* WHAT IS EXPECTED
Copy the records below word for word, keeping every line as it appears.

* TASK INPUTS
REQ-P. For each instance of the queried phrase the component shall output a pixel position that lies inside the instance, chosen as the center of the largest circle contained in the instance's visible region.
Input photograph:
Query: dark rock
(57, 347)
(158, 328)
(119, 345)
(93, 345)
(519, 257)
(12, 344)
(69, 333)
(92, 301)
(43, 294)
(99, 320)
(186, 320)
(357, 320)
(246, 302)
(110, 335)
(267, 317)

* RESULT OF THIS TASK
REQ-P. For each instance of the queried phrase the component shall output a pixel position that lies inside the instance, chosen as the center of the largest circle contained in the instance's visible region.
Input photograph:
Query: dark rock
(57, 347)
(158, 328)
(119, 345)
(93, 345)
(519, 257)
(12, 344)
(69, 333)
(92, 301)
(43, 294)
(99, 320)
(186, 320)
(357, 320)
(246, 302)
(110, 335)
(267, 317)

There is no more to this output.